* begin Extracted records *
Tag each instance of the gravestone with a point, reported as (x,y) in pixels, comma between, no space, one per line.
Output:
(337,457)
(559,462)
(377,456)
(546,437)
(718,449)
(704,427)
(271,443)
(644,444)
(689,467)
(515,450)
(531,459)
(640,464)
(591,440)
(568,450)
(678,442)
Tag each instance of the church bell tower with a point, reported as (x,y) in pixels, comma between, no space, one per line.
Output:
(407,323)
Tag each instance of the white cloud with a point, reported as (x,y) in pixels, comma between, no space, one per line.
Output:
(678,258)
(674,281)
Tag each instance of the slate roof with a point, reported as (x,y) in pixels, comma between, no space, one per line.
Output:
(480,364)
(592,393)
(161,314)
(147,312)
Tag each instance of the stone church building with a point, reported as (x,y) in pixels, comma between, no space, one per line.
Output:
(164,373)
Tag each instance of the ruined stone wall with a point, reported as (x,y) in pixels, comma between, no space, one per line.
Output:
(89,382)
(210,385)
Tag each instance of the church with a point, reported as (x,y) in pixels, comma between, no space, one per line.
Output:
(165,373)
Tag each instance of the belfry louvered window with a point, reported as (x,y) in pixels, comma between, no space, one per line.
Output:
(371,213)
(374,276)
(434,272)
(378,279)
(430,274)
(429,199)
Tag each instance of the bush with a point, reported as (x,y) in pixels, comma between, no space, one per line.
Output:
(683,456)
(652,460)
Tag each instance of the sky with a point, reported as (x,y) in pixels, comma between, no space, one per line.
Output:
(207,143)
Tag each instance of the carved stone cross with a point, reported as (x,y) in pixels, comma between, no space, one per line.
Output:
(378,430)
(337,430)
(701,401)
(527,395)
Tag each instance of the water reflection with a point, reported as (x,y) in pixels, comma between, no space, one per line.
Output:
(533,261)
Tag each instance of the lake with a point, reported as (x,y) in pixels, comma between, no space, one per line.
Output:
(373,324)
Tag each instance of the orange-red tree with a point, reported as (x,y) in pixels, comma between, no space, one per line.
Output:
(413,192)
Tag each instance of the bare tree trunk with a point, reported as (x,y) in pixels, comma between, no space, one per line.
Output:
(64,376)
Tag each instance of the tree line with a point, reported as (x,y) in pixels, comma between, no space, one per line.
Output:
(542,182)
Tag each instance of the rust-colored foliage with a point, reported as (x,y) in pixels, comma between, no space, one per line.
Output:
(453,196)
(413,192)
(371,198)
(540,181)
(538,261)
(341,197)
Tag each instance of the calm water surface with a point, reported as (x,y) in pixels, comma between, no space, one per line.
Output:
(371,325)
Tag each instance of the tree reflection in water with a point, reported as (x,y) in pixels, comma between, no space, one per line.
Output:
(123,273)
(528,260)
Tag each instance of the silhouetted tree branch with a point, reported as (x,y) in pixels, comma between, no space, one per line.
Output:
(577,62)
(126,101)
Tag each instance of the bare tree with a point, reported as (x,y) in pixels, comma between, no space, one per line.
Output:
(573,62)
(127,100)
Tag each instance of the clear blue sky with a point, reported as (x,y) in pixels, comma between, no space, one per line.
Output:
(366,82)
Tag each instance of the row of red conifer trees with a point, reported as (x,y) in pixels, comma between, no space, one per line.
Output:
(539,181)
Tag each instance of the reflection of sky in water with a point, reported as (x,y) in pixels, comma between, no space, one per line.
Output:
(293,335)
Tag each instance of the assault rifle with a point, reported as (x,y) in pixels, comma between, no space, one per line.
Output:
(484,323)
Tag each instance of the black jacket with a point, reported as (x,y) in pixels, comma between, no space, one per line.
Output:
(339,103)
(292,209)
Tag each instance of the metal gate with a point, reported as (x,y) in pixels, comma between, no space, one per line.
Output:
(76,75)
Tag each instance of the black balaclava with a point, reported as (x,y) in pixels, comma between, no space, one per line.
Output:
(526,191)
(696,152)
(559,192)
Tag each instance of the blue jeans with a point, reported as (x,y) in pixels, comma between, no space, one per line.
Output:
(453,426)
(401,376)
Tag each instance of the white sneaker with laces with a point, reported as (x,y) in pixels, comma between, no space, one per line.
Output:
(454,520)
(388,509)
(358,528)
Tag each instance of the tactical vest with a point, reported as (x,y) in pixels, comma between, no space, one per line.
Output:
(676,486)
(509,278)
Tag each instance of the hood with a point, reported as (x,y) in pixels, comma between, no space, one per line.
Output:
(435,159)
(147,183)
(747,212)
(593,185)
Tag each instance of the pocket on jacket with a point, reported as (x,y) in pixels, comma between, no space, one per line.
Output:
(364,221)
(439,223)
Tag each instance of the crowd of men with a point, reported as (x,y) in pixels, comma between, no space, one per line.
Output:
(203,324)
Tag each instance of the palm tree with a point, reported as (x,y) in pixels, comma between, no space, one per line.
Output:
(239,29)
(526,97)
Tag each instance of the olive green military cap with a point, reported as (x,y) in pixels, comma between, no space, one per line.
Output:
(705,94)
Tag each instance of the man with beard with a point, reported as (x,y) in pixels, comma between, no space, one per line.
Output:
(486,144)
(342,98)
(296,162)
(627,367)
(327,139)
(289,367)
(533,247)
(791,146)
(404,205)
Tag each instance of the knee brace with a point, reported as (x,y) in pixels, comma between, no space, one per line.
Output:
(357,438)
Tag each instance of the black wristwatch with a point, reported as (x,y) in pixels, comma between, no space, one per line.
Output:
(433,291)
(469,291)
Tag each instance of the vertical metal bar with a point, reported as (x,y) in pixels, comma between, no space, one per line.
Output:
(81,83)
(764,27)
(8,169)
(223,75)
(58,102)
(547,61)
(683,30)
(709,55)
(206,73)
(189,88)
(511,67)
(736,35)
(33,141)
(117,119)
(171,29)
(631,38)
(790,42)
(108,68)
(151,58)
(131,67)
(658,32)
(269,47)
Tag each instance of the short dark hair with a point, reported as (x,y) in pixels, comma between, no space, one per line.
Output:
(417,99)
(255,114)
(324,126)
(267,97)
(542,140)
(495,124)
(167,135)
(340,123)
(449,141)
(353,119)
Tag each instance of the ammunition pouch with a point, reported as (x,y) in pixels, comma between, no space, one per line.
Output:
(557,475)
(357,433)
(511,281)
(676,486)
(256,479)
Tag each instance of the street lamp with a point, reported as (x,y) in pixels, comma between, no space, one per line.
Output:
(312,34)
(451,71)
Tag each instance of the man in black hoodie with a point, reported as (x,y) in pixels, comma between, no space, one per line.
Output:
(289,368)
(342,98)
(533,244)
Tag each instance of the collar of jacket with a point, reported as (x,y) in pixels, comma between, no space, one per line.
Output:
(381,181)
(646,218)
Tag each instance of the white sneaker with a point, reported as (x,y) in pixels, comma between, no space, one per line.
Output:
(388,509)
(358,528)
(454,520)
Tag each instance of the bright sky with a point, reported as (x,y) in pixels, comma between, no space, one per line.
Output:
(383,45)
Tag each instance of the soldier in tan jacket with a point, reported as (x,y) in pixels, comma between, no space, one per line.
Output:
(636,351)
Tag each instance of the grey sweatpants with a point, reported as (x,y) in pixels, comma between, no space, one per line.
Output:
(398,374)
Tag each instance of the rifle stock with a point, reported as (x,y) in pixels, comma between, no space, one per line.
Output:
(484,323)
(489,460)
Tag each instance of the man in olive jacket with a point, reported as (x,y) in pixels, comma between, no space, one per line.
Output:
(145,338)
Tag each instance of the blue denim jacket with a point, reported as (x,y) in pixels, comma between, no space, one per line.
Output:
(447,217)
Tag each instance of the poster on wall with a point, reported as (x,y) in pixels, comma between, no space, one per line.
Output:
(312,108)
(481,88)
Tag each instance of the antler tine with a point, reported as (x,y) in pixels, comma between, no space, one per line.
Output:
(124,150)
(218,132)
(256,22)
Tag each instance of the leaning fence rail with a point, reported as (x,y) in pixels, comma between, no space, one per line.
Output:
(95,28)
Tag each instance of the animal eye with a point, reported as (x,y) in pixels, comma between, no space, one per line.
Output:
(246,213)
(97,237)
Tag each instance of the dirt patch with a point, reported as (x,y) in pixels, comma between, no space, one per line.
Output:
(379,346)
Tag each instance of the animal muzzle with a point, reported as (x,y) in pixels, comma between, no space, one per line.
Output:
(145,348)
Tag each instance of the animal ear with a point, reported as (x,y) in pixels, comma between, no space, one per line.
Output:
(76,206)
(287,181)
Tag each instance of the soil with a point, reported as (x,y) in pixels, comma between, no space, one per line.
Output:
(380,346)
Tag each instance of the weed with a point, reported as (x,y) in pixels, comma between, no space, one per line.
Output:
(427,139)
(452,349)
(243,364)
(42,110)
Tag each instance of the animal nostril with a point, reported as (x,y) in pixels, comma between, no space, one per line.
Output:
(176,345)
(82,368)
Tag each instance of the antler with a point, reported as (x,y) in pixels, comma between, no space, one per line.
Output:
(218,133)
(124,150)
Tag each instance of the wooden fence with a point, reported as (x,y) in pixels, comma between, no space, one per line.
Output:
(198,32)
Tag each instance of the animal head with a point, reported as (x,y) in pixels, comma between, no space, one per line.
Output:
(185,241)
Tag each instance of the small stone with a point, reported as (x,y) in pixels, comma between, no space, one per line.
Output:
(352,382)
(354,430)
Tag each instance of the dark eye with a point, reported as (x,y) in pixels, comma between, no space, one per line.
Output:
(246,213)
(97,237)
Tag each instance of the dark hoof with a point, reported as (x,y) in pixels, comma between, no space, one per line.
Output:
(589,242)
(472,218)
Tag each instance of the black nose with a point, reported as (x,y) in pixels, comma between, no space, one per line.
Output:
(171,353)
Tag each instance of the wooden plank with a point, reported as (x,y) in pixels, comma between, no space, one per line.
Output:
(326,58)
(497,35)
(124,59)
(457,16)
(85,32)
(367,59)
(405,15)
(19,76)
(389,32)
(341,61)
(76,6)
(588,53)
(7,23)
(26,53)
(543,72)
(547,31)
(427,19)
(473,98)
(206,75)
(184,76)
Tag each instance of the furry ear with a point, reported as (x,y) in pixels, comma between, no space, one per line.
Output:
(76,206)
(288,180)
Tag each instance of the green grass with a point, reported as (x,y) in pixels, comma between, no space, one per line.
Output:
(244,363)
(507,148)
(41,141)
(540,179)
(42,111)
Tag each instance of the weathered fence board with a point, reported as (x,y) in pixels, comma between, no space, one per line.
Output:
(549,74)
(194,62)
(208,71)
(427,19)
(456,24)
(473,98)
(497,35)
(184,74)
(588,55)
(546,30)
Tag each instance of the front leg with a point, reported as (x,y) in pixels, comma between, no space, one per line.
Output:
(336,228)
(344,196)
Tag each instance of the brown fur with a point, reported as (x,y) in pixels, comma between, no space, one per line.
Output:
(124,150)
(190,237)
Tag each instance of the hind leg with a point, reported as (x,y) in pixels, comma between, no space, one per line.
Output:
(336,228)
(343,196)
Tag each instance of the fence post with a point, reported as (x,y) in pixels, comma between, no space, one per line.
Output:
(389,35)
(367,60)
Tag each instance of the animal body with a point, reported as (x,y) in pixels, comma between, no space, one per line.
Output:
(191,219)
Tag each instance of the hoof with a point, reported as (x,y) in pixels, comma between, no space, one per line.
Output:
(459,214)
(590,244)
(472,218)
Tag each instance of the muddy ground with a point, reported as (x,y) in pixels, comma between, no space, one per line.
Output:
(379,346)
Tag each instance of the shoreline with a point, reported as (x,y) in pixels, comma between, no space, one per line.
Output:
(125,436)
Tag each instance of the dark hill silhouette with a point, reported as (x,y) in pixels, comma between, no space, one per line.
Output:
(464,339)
* end Extracted records *
Take the lines above from the one holding "Tag each instance of the black nose" to the last and output them exactly.

Output below:
Tag each instance of the black nose with a point, reported as (x,y) in pixels, comma between, no space, one per line.
Output:
(171,353)
Tag each instance of the wooden plank with a point, reported as (x,y) in pixels, comma between, no space, one per line.
Output:
(326,58)
(497,35)
(124,59)
(457,16)
(85,32)
(367,59)
(405,15)
(19,76)
(389,32)
(341,61)
(76,6)
(588,53)
(7,23)
(26,53)
(543,72)
(547,31)
(427,19)
(473,98)
(206,75)
(184,76)
Tag each instance of the furry ear with a point, reported as (x,y) in pixels, comma between, no space, one per line.
Output:
(76,206)
(288,180)
Tag each instance of the green grass with a point, reported as (x,y) in pixels, comma between, no space, one per line.
Output:
(244,363)
(507,148)
(41,141)
(540,179)
(42,111)
Tag each instance of the weathered fence board with a point, reported as (x,y) in pixels, comma between, no space, one per line.
Output:
(549,74)
(194,62)
(208,71)
(427,19)
(456,24)
(473,98)
(497,35)
(184,74)
(588,55)
(546,30)
Tag each instance of the front leg with a point, reported as (x,y) in pixels, comma between, no space, one per line.
Output:
(336,228)
(344,196)
Tag each instance of the brown fur with a point, reported as (x,y) in pixels, comma between, no space, one per line.
Output:
(124,150)
(190,237)
Tag each instance of the hind leg with a point, reported as (x,y) in pixels, comma between, no space, one per line.
Output:
(336,228)
(343,196)
Tag each instance of the fence post with a point, reported as (x,y) in pixels, comma between, no space, one per line.
Output:
(389,35)
(367,60)
Tag each instance of the animal body with a point, reported as (x,y) in pixels, comma between, no space, one per line.
Output:
(191,219)
Tag each instance of the hoof with a point, reported as (x,y) in pixels, comma between, no space, one per line.
Output:
(459,214)
(590,244)
(472,218)
Tag each instance of the muddy ground with a point, reported as (x,y) in pixels, comma between, no space, one per line.
Output:
(379,346)
Tag each instance of the shoreline with a point, reported as (x,y) in pixels, comma between, no space, one per line.
Output:
(125,436)
Tag each instance of the dark hill silhouette with a point, reported as (x,y) in pixels, comma between, no space, one per line.
Output:
(464,339)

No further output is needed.